Directions for this task: Recast the stretch from the start of the records below through the line containing "x=174, y=221" as a numbered list, omitting blank lines and including nothing beyond that stretch.

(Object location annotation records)
────────────────
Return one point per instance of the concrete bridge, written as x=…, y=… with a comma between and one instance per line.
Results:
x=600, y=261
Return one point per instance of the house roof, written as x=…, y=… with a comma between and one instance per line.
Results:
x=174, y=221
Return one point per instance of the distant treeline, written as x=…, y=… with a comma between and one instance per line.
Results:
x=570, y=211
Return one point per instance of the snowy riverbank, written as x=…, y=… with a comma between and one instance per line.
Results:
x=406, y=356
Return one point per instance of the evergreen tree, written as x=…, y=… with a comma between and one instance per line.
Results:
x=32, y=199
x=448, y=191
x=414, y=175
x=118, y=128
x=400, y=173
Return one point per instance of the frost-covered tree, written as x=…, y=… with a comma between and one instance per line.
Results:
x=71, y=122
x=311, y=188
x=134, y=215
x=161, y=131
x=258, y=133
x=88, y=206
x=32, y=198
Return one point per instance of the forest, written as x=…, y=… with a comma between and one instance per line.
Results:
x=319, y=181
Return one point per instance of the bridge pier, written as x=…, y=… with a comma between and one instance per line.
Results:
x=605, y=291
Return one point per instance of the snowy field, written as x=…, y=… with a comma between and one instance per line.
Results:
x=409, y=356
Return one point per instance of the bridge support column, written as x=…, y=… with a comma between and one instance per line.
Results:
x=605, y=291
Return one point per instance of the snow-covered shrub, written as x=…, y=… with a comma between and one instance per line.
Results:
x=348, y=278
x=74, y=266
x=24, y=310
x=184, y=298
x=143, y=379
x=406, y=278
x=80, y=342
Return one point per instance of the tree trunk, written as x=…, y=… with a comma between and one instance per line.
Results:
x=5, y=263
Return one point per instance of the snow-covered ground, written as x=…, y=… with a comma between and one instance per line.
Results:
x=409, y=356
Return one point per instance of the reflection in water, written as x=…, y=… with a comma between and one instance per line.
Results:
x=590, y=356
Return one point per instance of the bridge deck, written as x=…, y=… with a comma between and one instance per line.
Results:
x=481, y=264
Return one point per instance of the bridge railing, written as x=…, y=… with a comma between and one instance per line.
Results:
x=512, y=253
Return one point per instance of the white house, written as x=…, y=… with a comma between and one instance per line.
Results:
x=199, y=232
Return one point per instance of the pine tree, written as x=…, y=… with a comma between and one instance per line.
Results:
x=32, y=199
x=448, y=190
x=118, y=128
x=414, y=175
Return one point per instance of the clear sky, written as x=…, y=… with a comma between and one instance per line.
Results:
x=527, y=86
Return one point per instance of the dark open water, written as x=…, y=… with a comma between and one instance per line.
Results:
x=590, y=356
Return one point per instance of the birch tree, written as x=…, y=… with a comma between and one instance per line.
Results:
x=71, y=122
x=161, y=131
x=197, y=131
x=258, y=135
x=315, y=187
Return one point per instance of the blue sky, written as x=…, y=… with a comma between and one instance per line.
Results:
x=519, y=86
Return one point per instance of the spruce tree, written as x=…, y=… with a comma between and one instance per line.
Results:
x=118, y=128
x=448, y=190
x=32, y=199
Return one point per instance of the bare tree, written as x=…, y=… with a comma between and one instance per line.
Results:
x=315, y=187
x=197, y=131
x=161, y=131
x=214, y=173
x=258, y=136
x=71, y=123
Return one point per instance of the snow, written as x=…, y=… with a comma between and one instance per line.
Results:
────────────────
Task response:
1. Return one point per instance of the concrete bridge, written as x=…, y=… with a comma between and one instance per line.
2. Results:
3. x=600, y=261
4. Return one point per instance of the house roof, written as x=…, y=… with a comma between and one instance per line.
5. Results:
6. x=174, y=221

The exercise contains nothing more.